Data records
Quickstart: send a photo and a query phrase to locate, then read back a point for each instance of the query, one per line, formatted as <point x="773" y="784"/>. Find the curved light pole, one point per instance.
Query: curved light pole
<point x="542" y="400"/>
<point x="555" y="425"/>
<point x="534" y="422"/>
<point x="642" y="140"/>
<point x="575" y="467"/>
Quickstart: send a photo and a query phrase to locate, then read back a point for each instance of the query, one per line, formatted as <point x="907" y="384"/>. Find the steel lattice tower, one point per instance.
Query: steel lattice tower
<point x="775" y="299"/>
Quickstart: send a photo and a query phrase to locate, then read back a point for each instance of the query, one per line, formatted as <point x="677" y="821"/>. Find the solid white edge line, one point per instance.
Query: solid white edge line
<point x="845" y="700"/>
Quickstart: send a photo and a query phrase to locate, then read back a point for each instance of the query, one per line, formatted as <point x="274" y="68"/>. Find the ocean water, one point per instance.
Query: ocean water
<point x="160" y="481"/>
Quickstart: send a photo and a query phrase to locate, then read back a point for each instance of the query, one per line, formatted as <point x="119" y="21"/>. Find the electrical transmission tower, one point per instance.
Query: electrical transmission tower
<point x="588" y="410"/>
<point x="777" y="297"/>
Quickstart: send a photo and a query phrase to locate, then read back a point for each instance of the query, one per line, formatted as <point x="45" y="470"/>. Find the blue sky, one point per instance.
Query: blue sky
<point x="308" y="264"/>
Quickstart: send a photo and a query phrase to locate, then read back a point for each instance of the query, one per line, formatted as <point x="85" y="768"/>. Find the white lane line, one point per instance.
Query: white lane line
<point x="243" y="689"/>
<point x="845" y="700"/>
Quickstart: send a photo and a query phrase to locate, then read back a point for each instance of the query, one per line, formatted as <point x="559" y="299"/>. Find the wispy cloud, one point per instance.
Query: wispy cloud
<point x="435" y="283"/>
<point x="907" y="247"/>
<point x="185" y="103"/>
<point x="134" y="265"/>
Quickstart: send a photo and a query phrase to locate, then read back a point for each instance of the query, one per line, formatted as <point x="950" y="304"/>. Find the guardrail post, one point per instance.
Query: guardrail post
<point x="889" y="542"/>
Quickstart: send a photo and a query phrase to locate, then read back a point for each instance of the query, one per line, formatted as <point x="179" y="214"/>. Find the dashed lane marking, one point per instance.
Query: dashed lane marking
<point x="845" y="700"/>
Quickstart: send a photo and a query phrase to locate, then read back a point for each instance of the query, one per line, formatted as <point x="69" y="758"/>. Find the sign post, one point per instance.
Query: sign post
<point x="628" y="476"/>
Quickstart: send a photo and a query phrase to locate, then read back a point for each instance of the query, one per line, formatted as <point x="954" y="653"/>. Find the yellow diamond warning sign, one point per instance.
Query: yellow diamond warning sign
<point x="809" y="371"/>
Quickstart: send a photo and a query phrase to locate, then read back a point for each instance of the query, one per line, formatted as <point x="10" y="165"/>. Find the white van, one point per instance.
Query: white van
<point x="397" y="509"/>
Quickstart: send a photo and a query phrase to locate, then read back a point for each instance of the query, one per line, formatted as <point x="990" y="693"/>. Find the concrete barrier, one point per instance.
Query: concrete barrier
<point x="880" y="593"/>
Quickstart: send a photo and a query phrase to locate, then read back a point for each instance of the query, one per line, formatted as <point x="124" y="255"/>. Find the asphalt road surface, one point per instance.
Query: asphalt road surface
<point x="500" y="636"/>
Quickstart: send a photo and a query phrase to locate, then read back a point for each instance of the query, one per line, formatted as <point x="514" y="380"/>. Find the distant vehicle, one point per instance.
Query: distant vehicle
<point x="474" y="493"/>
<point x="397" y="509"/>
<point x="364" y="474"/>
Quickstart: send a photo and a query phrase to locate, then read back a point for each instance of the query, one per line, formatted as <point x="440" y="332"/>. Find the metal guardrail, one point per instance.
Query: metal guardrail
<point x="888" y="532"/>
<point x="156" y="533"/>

Challenge
From the records above, please extract every line and repeat it exactly.

Response to this exercise
Quickstart: send a photo and a query phrase to locate, then read back a point for each instance of the query, one per line, formatted as <point x="773" y="784"/>. Find the curved light pole, one point per instance.
Query: curved light pole
<point x="542" y="400"/>
<point x="555" y="425"/>
<point x="534" y="422"/>
<point x="642" y="140"/>
<point x="575" y="467"/>
Quickstart: send a photo and a query phrase to locate, then read back a point for each instance of the query, one per line, formatted as <point x="907" y="384"/>. Find the steel lattice tower, one point per instance.
Query: steel lattice tower
<point x="775" y="299"/>
Quickstart: send a photo and a query phrase to locate, then read back a point for each instance of the query, one per line, formatted as <point x="677" y="821"/>. Find the solid white edge line, one point per instance.
Query: solid white edge line
<point x="845" y="700"/>
Quickstart: send a photo and a query phrase to locate, then read back a point for each instance of the query, one per line, formatted as <point x="274" y="68"/>. Find the ocean water, one point per instance.
Query: ocean water
<point x="160" y="481"/>
Quickstart: send a photo and a query phrase to locate, then read back a point for each instance of the query, one per line, formatted as <point x="119" y="21"/>. Find the electrical transmission tower, one point per instance.
Query: electrical transmission tower
<point x="588" y="410"/>
<point x="777" y="297"/>
Quickstart: send a photo and a query phrase to locate, then read back a point for each instance of the query, one per line, formatted as <point x="45" y="470"/>. Find the blue sky, one point per instance.
Query: blue sky
<point x="308" y="264"/>
Quickstart: send a photo and a query phrase to locate, then read back a point for each instance of the query, one per line, formatted as <point x="85" y="768"/>. Find the white lane line, one point per instance.
Query: white lane line
<point x="243" y="689"/>
<point x="845" y="700"/>
Quickstart: send a photo and a query phrase to locate, then read back a point for each instance of the query, one per line, formatted as <point x="559" y="299"/>. Find the wispy cloud, one point per instance.
Query: wispy cloud
<point x="435" y="283"/>
<point x="907" y="247"/>
<point x="185" y="103"/>
<point x="134" y="265"/>
Quickstart: send a photo and a query phrase to locate, then read back a point for each instance of the query, one per line, formatted as <point x="950" y="304"/>. Find the guardrail post, one point per instance.
Query: guardrail post
<point x="889" y="542"/>
Quickstart: send a photo and a query phrase to locate, then read back a point for each instance of the query, one per line, formatted as <point x="179" y="214"/>. Find the dashed lane marking, one point per instance.
Query: dashed lane marking
<point x="845" y="700"/>
Quickstart: send a photo and a query phrase to locate, then read back a point for each instance of the query, one per line, formatted as <point x="69" y="758"/>. Find the sign post, one point per instance.
Query: sign post
<point x="628" y="476"/>
Quickstart: send a photo and a query phrase to locate, then read back a point for each instance of the query, one per line, formatted as <point x="954" y="653"/>. Find the yellow diamond warning sign, one point per instance.
Query: yellow diamond warning sign
<point x="809" y="371"/>
Quickstart: send a photo and a query phrase to locate, then read back a point for each instance of the query, one per line, formatted as <point x="10" y="165"/>. Find the white van, one point per instance.
Query: white van
<point x="397" y="509"/>
Quickstart: send a photo and a query phrase to locate, then read back a point for each instance of the query, one per line, formatted as <point x="990" y="693"/>. Find the concrete barrier, one point per instance.
Query: concrete barrier
<point x="880" y="593"/>
Quickstart: send a photo and a query phrase to locate, then read back a point for each instance of the query, one per line, formatted as <point x="124" y="255"/>. Find the asphalt road surface, one point per instance.
Query: asphalt road surface
<point x="500" y="636"/>
Quickstart: send a photo and a query phrase to locate, then read back a point for each instance of the query, one per line, formatted as <point x="514" y="380"/>. Find the distant vehicle, one point per instance.
Query: distant vehicle
<point x="474" y="493"/>
<point x="397" y="509"/>
<point x="364" y="474"/>
Quickstart: send a photo and a query phrase to locate, then read back a point for each instance of the query, one per line, formatted as <point x="440" y="332"/>. Find the metal guardrail, one point per instance.
Query: metal guardrail
<point x="888" y="532"/>
<point x="156" y="533"/>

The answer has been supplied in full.